▶ Task to carry out: All entries are to be repeated exactly as shown below.
++++
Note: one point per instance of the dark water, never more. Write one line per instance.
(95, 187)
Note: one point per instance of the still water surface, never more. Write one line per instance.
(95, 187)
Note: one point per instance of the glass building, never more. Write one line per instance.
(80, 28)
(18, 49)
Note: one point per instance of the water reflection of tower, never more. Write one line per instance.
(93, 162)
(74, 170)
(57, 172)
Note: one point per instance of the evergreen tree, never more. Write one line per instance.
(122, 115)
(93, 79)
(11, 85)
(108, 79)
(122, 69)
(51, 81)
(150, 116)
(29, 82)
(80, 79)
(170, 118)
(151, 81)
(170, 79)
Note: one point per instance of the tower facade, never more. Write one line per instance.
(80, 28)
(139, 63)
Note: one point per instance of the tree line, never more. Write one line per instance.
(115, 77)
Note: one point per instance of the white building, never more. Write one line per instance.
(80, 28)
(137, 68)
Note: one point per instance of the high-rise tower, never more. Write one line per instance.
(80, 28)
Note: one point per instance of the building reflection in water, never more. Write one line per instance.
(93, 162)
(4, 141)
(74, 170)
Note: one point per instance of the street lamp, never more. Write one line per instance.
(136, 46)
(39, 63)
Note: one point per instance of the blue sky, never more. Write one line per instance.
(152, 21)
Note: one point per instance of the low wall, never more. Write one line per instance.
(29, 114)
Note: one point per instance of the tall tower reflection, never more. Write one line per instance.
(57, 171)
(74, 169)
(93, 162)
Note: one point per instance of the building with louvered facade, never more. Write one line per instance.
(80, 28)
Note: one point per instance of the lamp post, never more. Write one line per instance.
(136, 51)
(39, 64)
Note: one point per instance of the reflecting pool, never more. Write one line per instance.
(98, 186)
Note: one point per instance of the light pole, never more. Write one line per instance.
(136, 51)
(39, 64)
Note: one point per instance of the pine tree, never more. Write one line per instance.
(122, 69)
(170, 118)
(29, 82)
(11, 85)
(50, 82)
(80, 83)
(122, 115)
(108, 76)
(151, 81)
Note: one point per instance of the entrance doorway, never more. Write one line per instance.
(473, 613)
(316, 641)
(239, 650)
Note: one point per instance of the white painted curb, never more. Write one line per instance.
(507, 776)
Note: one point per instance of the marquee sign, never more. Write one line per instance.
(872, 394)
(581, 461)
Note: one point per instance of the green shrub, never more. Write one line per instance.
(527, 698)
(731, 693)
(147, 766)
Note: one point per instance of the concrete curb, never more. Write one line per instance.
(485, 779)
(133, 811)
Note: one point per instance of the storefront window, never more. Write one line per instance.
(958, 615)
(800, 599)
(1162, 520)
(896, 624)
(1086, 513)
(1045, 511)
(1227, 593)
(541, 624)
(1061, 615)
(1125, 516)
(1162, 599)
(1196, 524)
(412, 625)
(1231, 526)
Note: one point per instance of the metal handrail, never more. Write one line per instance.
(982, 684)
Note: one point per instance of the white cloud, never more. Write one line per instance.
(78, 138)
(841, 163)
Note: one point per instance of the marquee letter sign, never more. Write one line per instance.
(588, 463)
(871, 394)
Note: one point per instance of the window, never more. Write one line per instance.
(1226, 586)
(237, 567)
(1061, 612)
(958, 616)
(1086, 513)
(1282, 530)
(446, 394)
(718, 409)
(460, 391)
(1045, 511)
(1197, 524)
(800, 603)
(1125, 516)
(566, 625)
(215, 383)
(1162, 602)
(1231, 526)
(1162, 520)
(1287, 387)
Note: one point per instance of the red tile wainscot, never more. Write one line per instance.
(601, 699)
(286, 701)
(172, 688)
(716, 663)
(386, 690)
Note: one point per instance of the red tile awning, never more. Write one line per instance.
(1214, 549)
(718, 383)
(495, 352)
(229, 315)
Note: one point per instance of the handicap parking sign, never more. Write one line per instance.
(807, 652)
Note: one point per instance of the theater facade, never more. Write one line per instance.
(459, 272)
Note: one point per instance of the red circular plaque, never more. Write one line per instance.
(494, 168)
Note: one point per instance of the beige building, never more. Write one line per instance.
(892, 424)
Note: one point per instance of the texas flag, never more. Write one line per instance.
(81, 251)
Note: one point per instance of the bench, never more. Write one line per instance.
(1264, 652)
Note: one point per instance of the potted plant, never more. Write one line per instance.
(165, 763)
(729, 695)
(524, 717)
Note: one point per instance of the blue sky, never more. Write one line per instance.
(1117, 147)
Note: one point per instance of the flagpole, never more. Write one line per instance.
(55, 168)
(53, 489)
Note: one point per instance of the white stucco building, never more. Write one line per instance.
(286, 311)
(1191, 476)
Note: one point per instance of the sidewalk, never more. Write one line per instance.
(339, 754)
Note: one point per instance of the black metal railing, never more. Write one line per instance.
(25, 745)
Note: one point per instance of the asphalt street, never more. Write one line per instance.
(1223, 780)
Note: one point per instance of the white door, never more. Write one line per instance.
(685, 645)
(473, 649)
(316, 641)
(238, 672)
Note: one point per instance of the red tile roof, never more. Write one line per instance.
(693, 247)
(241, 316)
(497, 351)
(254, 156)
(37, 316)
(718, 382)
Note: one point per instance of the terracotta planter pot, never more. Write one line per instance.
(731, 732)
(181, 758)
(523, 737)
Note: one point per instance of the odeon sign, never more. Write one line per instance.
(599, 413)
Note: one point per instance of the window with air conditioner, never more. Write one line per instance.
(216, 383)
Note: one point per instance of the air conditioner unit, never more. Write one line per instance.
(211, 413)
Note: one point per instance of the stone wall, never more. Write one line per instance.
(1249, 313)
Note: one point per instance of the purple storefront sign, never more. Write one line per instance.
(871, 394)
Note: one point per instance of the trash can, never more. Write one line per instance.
++++
▶ Answer to this task:
Note: one point per instance of the dark water, never more. Write one line per instance.
(95, 187)
Note: one point per instance of the still water surface, never more. Write one line per instance.
(95, 187)
Note: one point per instance of the glass building, never more. Write one line per instance.
(80, 28)
(18, 49)
Note: one point per instance of the water reflection of tower, never more. Write one line per instance.
(93, 162)
(74, 170)
(57, 172)
Note: one point per instance of the evergreen tree, never more. Write one line per instance.
(122, 115)
(93, 79)
(11, 85)
(108, 79)
(122, 69)
(51, 81)
(150, 116)
(29, 82)
(80, 79)
(170, 118)
(151, 81)
(170, 79)
Note: one point per instance of the tower facade, never more. Write one line per instance.
(80, 28)
(139, 63)
Note: one point per instance of the tree line, never more. Write one line per instance.
(115, 77)
Note: one point per instance of the white building, never more. Write one line per instance.
(80, 28)
(137, 68)
Note: one point per instance of the high-rise tower, never more. Write one line per instance.
(80, 28)
Note: one point per instance of the building reflection in water, never more. Write one line per instance.
(93, 162)
(4, 141)
(74, 170)
Note: one point per instance of the street lamp, never more. Write one line per instance.
(136, 46)
(39, 63)
Note: one point per instance of the blue sky, never more. Write one line per instance.
(152, 21)
Note: one point per instance of the low wall, never more. Write one line per instance.
(29, 114)
Note: one point per instance of the tall tower reflection, never more. Write one line per instance.
(57, 171)
(74, 169)
(93, 162)
Note: one point per instance of the building with louvered facade, never more. Write one line per instance.
(80, 28)
Note: one point per instance of the lamp post, never more. Write one line per instance.
(136, 51)
(39, 64)
Note: one point per instance of the reflecting pool, never more. Write one line per instance.
(98, 186)
Note: one point per instance of the light pole, never more. Write one line per instance.
(136, 51)
(39, 64)
Note: one point per instance of the pine tree, never more. Write one line per instance.
(122, 69)
(170, 118)
(29, 82)
(11, 85)
(50, 82)
(80, 83)
(122, 115)
(108, 76)
(151, 81)
Note: one point per instance of the entrance doorway, never more. Write one line per instance.
(473, 613)
(316, 641)
(239, 650)
Note: one point per instance of the white painted curb, never more. Write one line per instance.
(507, 776)
Note: one point per instance of the marquee sign, never more. Write one line per instance.
(872, 394)
(581, 461)
Note: one point per instance of the green shrub, never more. Write one line per instance.
(527, 698)
(731, 693)
(147, 766)
Note: one point per instance of the concrete curb, never more. Write one line per instance.
(485, 779)
(133, 811)
Note: one point per instance of the storefront window, never more. Write one line per instance.
(958, 615)
(800, 599)
(1162, 520)
(896, 624)
(1086, 513)
(1045, 511)
(1227, 593)
(541, 624)
(1061, 615)
(1125, 516)
(1162, 599)
(1196, 524)
(412, 625)
(1231, 526)
Note: one point per instance of the metal handrail, never more. Write one line per instance.
(982, 684)
Note: one point per instance of the white cloud, never more. Write one line per instance.
(78, 138)
(841, 163)
Note: one point per instance of the marquee letter sign, never more. Write one line per instance.
(588, 463)
(871, 394)
Note: one point per instance of the window, never more. Write one line per instance.
(1226, 586)
(237, 567)
(1061, 612)
(958, 616)
(1086, 513)
(1282, 530)
(446, 394)
(718, 409)
(460, 391)
(1045, 511)
(1197, 524)
(800, 603)
(1125, 516)
(566, 625)
(215, 383)
(1162, 602)
(1231, 526)
(1162, 520)
(1287, 387)
Note: one point per instance of the red tile wainscot, never more. Write one line per instance.
(601, 699)
(286, 701)
(172, 688)
(716, 663)
(386, 690)
Note: one point per instance of the red tile awning, never more. Write one line per instance.
(1214, 549)
(718, 383)
(495, 352)
(229, 315)
Note: one point per instance of the handicap parking sign, never more. Write one line per instance.
(807, 652)
Note: one point per instance of the theater facade, never more. Write one line per instance.
(459, 272)
Note: one point per instance of the red circular plaque, never more. Write one line per instance.
(494, 168)
Note: one point per instance of the beige building, never more. Write one line per instance.
(892, 424)
Note: one point per instance of the texas flag, never more. Write one line per instance.
(81, 251)
Note: one point per instance of the bench, never more. Write one line per instance.
(1264, 652)
Note: one point per instance of the potted plant, never more. Write one line per instance.
(165, 763)
(729, 695)
(524, 717)
Note: one point per instance of the blue sky, never more. Write one line per instance.
(1117, 147)
Note: one point per instance of the flagpole, never more. Write one line per instance.
(55, 168)
(53, 489)
Note: one point per instance of the white stucco building, never more. Write one line per instance.
(286, 311)
(1191, 476)
Note: one point per instance of the sidewalk, never more. Write one line per instance.
(339, 754)
Note: one point per instance of the black metal railing, never more. Write one line per instance.
(25, 745)
Note: one point per instance of the asphalt street, never more. Write one line per instance.
(1223, 780)
Note: one point per instance of the white door, never more. Write one line per instance.
(685, 645)
(473, 649)
(316, 641)
(238, 672)
Note: one point per instance of the red tile roof, never more. Write one line per instance.
(693, 247)
(241, 316)
(497, 351)
(254, 156)
(37, 316)
(718, 382)
Note: one point per instance of the terracotta planter pot, never more. Write one line per instance.
(731, 732)
(181, 758)
(523, 737)
Note: one point per instance of the odeon sign, never more. Write one line per instance.
(599, 413)
Note: one point per instance of the window with air conditioner, never more. Write one line per instance.
(216, 383)
Note: one point per instance of the air conditioner unit, never more. Write one line per instance.
(211, 413)
Note: one point per instance of the stone wall, never more. Write one line per instance.
(1249, 313)
Note: one point per instance of the purple storefront sign, never more. Write one line per instance.
(871, 394)
Note: one point per instance of the trash can, never more. Write one line per instance.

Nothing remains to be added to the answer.